Top of Reading text

Bionic hands for children may soon be available on the NHS as the world's first clinical trial of a new type of prosthesis begins this week.

The 3D-printed devices for child amputees, based on popular Disney characters, are designed to be produced at a fraction of a cost of current models.

Bristol-based firm Open Bionics is working with 10 children at a local hospital during the six-month trial.

Tilly Lockey, an 11-year-old from Durham who lost her hands after she developed meningitis as a baby, told the BBC her prototype bionic hand “looks awesome and it makes you feel confident.”

“Instead of people thinking they feel sorry for you because you don’t have a hand, they’re like: ‘Oh my gosh, that’s a cool hand!’” she said.

The hands cost £5,000 and only take one day to make, using cutting-edge 3D scanning and printing techniques to ensure a good fit.

Currently-available prosthetics with controllable fingers can cost up to £60,000, often prohibitive to growing children.

The new lightweight design by Open Bionics uses a 3D printer to create the hand in four separate parts, custom-built to fit the patient using scans of their body.

Sensors attached to the skin detect the user’s muscle movements, which can be used to control the hand and open and close the fingers.

A royalty-free agreement between Disney and the company means the devices can be based characters from Iron ManFrozen and Star Wars. Tilly's hand is themed on the Playstation game Deus Ex.

Open Bionics has won a £100,000 award from the Small Business Research Initiatives scheme to fund the trial, which it is conducting with the North Bristol NHS hospital trust.

The company won the prestigious James Dyson award for innovative engineering in 2015. 

If the trial succeeds, the team wil be able to apply for a grant of £1 million to offer the product at NHS clinics across the country.

3D printing uses a computer to produce objects from very thin layers of material.

Doctors hope the technique may eventually help provide affordable prosthetic limbs to the 30 million people worldwide.

Bottom of Reading text
Top of Extracted records

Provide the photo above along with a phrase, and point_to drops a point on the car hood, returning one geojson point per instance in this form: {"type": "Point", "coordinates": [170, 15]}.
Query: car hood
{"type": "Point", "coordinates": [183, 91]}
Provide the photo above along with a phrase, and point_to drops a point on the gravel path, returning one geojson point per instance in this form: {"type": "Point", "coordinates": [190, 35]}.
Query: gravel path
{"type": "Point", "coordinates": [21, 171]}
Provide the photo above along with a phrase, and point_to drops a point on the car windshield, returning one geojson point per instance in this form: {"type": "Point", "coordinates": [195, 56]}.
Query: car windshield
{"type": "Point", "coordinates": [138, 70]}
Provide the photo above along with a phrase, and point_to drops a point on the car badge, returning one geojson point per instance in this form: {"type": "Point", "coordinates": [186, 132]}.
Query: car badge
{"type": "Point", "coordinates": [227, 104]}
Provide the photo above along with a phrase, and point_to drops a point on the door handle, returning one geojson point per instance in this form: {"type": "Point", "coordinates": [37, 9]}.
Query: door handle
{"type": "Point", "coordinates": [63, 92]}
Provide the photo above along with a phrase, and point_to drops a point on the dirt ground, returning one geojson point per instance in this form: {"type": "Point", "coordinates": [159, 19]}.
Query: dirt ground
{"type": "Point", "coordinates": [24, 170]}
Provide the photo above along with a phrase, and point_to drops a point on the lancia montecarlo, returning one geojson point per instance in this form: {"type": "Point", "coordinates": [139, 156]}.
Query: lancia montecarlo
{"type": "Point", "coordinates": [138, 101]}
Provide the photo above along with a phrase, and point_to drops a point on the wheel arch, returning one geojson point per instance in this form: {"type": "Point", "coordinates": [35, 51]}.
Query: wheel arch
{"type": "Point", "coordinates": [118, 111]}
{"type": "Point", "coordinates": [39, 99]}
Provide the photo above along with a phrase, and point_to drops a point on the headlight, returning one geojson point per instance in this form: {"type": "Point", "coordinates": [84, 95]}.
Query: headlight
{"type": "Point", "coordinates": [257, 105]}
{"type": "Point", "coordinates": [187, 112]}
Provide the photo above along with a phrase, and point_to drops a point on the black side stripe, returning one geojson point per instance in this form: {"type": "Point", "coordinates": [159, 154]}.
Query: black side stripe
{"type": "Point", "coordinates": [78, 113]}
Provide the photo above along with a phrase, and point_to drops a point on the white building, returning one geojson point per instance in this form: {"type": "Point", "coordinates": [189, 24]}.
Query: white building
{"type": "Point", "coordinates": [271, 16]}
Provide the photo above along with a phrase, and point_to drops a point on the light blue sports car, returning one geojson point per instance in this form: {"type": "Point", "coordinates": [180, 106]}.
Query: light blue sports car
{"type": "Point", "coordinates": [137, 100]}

Bottom of Extracted records

_Prompt_:
Please say whether each statement agrees with the article on bionic hands, answering yes or no and quoting the words that decide it. 1. The trial involves 10 children over six months. 2. The hands take about a week to make. 3. Open Bionics won the James Dyson award in 2015. Rely only on the article on bionic hands for your answers.

_Your solution_:
1. Yes: "working with 10 children at a local hospital during the six-month trial"
2. No: "only take one day to make"
3. Yes: "The company won the prestigious James Dyson award for innovative engineering in 2015."